**Short task A**
In the fund risk disclosure, what may borrowers under Secured Loans held by the Fund seek?
**Short task B**
Return the fund risk disclosure passage starting at "In addition, a" and ending at "by the Fund.".

**Document segment**

>>

In addition, a higher portfolio turnover rate results in correspondingly greater brokerage commissions and other transactional
expenses that are borne by the Fund.
Government
Intervention in the Financial Markets
The
recent instability in the financial markets has led the U.S. government to take a number of unprecedented actions designed to
support certain financial institutions and segments of the financial markets that have experienced extreme volatility, and in
some cases a lack of liquidity. Federal, state, and other governments, their regulatory agencies or self-regulatory organizations
may take additional actions that affect the regulation of the securities or structured products in which the Fund invests, or
the issuers of such securities or structured products, in ways that are unforeseeable. Borrowers under Secured Loans held by the
Fund may seek protection under the bankruptcy laws. Legislation or regulation may also change the way in which the Fund itself
is regulated. Such legislation or regulation could limit or preclude the Fund’s ability to achieve its investment objectives.
The Adviser will monitor developments and seek to manage the Fund’s portfolio in a manner consistent with achieving the
Fund’s investment objectives, but there can be no assurance that it will be successful in doing so.
Inflation
and Supply Chain Risk
Economic
activity has continued to accelerate across sectors and regions. Nevertheless, due to global supply chain issues, a rise in energy
prices and strong consumer demand as economies continue to reopen, inflation is showing signs of acceleration in the U.S. and
globally. Inflation is likely to continue in the near to medium-term, particularly in the U.S., with the possibility that monetary
policy may tightenin response. Persistent inflationary pressures could affect our portfolio companies profit margins.

<<

Collected data entries
>>

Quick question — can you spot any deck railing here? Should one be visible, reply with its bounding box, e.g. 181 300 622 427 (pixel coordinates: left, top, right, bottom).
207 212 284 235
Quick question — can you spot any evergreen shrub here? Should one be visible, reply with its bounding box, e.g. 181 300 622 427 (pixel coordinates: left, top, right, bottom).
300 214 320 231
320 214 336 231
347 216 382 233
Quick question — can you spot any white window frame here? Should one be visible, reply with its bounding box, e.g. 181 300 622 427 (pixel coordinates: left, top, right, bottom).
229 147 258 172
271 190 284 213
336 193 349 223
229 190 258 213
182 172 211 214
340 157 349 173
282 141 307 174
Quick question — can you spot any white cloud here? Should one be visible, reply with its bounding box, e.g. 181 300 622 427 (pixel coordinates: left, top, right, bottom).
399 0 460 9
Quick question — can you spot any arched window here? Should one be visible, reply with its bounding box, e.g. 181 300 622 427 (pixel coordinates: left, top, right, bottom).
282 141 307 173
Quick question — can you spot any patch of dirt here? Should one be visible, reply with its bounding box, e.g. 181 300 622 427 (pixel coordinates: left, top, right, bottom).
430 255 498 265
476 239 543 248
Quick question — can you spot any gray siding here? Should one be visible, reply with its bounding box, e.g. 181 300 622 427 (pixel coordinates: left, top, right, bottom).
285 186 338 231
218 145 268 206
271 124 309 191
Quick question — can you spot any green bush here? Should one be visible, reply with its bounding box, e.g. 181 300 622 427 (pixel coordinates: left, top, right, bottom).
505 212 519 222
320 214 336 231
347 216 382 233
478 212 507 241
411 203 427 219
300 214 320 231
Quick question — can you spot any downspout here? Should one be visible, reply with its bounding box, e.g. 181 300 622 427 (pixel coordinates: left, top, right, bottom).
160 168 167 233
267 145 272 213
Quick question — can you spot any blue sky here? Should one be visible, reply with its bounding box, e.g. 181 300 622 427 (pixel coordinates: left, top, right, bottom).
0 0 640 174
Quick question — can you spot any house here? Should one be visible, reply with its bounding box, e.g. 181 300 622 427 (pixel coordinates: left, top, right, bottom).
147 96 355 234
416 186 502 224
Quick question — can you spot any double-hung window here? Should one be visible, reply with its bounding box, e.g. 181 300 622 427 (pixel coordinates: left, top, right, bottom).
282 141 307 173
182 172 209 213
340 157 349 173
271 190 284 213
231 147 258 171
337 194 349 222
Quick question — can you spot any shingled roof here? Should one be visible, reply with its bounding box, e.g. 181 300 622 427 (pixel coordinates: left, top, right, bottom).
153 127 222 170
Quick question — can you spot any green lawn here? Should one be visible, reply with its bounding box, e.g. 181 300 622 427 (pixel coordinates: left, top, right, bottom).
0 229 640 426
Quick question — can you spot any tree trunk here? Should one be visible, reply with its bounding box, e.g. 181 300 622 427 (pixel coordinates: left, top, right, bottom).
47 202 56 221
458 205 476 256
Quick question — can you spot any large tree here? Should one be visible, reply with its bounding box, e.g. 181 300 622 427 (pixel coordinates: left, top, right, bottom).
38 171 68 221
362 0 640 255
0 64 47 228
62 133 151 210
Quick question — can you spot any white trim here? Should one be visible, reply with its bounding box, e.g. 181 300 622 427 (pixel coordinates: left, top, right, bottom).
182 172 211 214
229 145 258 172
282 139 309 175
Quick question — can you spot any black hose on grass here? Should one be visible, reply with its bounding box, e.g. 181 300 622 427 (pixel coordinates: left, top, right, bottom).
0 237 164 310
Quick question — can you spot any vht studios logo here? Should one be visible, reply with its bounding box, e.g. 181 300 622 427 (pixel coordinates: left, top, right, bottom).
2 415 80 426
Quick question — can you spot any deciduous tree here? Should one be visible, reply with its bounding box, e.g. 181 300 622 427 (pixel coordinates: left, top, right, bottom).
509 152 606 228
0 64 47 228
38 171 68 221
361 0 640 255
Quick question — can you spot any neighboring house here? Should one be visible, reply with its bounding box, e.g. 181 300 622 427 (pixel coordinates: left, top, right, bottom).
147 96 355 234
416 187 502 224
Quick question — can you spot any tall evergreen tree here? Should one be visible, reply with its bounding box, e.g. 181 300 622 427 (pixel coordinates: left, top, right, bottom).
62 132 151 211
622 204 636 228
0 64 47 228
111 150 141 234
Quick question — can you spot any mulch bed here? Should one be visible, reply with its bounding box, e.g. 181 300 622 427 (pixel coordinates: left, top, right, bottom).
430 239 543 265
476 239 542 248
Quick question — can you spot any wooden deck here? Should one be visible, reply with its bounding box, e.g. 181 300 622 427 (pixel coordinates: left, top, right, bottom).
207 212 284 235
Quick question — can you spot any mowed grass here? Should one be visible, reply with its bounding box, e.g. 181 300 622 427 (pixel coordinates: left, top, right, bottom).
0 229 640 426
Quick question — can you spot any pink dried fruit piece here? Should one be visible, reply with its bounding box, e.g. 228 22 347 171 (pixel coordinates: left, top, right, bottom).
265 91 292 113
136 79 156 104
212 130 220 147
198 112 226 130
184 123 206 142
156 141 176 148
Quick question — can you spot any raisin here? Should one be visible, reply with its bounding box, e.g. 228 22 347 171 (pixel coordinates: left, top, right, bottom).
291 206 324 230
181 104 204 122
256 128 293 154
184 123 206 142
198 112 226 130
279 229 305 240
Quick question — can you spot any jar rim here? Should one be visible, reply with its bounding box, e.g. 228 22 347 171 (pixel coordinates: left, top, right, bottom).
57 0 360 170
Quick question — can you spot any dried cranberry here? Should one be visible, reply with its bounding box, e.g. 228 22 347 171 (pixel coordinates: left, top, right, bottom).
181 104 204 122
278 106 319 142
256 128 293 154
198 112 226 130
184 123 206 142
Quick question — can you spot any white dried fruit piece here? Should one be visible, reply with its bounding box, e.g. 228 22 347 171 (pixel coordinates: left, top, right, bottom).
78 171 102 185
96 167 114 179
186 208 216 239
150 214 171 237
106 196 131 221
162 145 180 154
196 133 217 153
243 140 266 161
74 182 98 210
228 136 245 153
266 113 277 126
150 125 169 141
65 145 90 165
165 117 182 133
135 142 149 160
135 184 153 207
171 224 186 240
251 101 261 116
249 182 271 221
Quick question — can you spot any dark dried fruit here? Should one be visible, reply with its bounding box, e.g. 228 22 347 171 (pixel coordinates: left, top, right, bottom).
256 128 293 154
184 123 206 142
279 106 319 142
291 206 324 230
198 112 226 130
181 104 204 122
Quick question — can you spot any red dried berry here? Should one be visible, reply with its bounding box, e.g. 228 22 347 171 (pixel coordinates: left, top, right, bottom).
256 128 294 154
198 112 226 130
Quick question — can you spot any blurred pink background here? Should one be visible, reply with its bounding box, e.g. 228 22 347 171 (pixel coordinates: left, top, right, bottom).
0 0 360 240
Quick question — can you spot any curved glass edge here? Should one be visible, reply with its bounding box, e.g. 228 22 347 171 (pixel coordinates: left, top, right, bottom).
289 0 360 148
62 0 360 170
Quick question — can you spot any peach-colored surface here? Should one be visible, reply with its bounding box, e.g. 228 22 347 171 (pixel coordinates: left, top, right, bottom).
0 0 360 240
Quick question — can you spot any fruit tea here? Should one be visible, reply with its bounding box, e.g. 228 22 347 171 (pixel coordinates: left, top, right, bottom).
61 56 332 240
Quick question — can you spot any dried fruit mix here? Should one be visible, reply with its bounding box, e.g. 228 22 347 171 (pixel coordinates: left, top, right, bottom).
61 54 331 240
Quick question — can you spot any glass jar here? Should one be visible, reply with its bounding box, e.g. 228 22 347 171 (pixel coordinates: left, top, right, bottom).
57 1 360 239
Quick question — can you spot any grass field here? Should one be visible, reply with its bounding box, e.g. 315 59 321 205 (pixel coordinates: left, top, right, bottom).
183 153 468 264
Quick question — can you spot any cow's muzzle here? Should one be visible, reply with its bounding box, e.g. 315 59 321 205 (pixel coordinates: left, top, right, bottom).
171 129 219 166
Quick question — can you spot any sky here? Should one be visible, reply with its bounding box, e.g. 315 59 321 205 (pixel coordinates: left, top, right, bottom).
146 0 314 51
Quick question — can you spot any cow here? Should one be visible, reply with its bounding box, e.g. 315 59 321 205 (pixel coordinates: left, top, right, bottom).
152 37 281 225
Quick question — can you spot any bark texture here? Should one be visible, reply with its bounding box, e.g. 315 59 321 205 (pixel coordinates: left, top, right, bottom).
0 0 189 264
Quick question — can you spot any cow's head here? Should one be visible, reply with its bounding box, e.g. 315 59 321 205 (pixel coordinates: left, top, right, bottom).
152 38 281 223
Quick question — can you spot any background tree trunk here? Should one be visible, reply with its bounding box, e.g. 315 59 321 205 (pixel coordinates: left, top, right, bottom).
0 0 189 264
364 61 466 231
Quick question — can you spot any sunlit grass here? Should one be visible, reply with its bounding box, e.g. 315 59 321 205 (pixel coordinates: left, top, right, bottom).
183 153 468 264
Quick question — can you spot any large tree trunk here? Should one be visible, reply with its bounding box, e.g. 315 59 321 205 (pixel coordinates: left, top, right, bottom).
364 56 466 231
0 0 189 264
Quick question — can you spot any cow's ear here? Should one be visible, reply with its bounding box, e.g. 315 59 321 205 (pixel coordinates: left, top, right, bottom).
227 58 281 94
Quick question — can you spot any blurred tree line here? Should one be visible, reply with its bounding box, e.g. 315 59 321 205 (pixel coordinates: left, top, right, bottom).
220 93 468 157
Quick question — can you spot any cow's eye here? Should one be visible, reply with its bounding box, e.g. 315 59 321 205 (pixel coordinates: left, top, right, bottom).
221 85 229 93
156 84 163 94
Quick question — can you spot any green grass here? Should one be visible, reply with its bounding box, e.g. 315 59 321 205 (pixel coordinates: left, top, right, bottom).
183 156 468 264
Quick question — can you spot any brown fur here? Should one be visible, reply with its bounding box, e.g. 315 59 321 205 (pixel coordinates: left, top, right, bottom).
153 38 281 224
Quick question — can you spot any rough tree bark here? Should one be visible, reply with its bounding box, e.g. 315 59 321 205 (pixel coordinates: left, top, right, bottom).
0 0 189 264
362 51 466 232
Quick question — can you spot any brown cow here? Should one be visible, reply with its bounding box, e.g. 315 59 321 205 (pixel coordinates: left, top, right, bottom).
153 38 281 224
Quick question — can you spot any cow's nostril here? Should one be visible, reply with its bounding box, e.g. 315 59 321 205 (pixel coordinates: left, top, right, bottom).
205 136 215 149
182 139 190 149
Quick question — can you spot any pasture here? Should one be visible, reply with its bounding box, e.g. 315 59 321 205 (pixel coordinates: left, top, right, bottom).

<<
>>

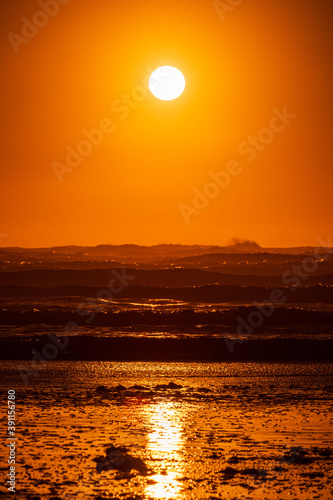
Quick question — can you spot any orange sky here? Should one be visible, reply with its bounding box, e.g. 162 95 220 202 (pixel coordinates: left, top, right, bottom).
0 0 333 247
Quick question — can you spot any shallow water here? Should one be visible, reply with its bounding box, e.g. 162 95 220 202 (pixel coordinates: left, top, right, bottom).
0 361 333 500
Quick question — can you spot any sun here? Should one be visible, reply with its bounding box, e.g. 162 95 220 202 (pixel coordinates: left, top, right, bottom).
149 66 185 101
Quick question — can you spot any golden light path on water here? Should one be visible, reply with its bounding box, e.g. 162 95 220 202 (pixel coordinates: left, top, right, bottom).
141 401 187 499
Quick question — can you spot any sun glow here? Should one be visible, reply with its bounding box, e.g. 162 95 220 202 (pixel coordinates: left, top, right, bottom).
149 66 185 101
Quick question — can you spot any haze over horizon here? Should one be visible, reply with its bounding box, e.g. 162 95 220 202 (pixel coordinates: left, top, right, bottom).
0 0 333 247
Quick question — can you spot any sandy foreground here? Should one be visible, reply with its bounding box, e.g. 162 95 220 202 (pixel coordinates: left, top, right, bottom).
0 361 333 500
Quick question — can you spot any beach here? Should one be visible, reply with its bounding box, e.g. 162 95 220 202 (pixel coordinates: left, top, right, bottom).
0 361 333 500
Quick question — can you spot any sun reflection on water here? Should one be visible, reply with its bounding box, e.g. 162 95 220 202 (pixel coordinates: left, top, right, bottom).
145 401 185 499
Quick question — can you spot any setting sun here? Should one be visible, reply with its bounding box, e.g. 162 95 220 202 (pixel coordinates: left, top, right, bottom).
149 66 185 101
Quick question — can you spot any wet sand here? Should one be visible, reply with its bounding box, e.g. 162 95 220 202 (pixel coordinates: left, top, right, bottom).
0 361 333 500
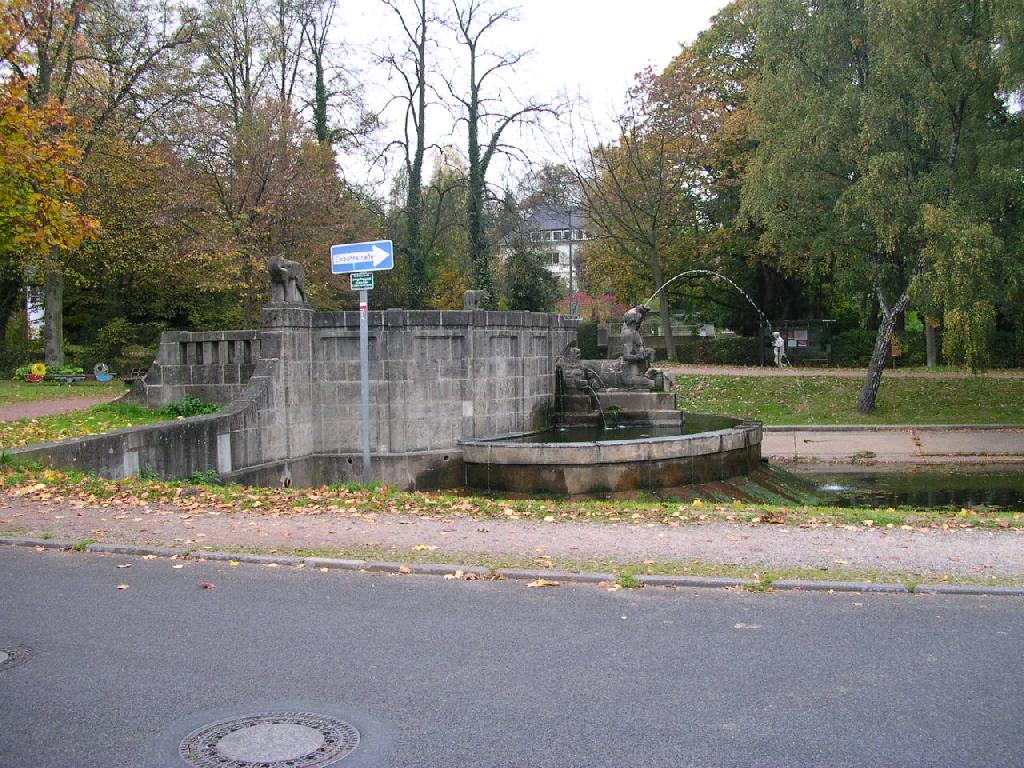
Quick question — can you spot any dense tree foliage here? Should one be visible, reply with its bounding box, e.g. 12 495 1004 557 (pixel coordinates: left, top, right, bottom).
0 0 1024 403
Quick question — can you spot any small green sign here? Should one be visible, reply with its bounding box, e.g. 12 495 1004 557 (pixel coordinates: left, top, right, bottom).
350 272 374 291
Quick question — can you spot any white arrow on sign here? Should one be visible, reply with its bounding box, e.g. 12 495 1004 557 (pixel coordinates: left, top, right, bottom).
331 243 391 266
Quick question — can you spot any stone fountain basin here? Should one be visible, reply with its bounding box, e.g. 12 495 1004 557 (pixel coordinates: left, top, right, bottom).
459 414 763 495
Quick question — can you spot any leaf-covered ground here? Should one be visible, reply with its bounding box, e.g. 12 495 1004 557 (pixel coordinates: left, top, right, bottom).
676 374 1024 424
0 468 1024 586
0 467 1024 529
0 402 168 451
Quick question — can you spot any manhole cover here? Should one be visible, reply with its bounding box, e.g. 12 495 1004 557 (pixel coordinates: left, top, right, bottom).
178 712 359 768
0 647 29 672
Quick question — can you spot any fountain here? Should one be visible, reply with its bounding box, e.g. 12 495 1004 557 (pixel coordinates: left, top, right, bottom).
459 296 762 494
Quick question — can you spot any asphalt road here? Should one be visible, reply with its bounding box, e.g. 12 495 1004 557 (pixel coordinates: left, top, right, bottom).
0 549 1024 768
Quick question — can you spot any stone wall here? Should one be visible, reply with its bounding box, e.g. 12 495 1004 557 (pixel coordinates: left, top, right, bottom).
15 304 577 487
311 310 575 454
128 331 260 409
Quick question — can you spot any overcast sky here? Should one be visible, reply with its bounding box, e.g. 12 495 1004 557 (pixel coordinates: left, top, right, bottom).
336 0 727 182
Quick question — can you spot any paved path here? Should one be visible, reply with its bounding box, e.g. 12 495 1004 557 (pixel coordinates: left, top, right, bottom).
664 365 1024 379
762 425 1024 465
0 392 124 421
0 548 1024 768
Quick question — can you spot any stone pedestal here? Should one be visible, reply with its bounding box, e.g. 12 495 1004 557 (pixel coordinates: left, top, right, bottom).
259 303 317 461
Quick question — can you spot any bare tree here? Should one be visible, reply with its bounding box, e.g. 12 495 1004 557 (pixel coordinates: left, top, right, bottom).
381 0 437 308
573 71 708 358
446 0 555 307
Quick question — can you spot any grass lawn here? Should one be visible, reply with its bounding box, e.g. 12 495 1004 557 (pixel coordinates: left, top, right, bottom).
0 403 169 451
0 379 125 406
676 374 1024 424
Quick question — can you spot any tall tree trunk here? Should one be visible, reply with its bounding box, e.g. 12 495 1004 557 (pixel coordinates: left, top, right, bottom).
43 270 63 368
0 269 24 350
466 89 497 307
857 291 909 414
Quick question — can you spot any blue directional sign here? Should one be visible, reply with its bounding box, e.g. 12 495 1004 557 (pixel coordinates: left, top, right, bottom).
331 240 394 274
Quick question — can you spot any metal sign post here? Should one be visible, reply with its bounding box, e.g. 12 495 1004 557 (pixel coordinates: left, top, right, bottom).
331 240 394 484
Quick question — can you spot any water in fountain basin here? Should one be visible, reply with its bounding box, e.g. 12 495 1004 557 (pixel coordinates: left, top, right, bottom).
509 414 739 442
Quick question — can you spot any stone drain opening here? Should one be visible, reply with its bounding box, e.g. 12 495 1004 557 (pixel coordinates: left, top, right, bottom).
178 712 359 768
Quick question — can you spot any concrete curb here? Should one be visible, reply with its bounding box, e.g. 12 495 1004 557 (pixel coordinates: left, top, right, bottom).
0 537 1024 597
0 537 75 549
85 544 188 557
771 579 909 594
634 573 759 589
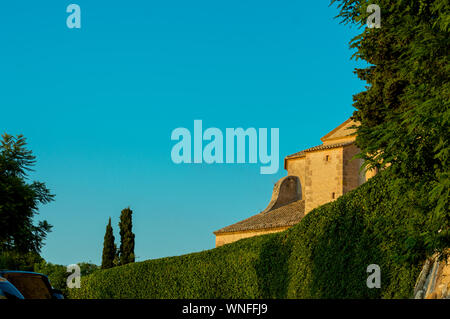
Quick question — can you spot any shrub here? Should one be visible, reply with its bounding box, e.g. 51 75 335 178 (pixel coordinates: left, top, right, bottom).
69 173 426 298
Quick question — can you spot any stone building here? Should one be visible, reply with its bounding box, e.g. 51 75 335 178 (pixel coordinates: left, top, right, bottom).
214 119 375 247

<<
>>

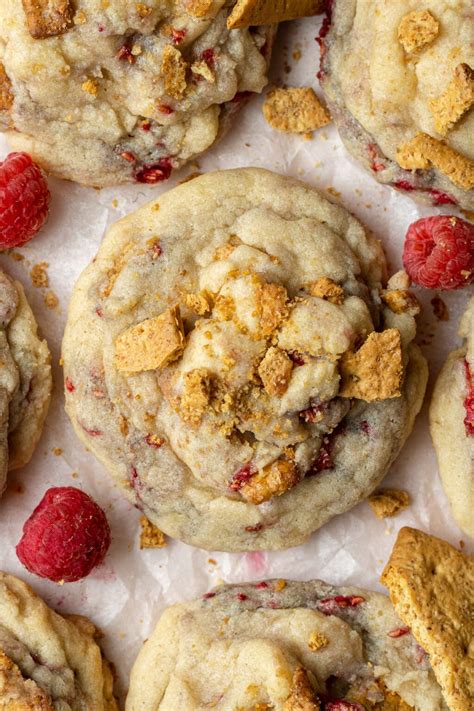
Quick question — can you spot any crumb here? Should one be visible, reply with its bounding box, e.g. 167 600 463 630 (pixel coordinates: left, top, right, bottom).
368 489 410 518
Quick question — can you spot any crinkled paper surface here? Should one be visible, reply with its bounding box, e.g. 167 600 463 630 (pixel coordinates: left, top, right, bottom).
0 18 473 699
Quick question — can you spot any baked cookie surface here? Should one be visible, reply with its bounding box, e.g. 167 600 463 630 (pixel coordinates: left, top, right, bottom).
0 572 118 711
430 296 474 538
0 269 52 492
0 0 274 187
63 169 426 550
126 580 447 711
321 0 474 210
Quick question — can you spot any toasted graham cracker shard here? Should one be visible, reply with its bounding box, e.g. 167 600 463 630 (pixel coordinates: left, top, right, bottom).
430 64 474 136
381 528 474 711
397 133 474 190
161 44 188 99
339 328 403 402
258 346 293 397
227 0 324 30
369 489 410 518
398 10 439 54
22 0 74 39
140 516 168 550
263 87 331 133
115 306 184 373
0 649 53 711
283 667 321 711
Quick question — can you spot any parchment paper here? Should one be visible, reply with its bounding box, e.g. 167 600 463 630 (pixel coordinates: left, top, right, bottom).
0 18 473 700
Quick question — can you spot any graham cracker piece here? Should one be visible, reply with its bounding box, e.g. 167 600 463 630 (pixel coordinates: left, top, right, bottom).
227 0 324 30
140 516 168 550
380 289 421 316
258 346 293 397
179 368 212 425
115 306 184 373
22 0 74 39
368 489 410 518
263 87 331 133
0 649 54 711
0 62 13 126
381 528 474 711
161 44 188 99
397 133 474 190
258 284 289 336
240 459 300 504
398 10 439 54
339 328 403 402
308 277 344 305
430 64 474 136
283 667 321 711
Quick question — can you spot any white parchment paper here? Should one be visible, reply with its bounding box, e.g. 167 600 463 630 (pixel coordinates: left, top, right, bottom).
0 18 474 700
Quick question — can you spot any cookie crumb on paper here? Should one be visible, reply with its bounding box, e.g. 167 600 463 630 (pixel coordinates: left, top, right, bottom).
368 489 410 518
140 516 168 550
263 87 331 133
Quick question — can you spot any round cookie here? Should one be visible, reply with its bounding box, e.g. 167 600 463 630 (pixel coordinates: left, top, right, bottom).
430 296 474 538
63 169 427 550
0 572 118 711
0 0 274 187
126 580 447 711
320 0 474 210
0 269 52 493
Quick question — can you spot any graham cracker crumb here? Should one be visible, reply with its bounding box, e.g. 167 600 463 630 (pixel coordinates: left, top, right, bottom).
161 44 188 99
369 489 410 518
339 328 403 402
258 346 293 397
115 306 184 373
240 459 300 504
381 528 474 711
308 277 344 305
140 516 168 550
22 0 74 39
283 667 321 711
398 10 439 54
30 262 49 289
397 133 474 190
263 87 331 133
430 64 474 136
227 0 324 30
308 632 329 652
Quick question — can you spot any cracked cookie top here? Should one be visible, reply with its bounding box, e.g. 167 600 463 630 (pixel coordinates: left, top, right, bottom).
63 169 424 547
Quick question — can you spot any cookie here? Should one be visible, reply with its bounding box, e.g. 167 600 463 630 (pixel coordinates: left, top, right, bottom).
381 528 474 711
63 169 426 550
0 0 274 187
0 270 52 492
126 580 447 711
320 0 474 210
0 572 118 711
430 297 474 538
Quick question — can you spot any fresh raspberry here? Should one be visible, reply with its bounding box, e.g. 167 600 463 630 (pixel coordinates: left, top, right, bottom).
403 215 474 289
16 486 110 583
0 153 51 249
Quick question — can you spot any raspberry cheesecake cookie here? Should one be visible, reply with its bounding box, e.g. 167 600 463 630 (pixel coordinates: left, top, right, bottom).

<<

**Result A**
Protection under the bankruptcy laws.

**Result B**
In addition, a higher portfolio turnover rate results in correspondingly greater brokerage commissions and other transactional
expenses that are borne by the Fund.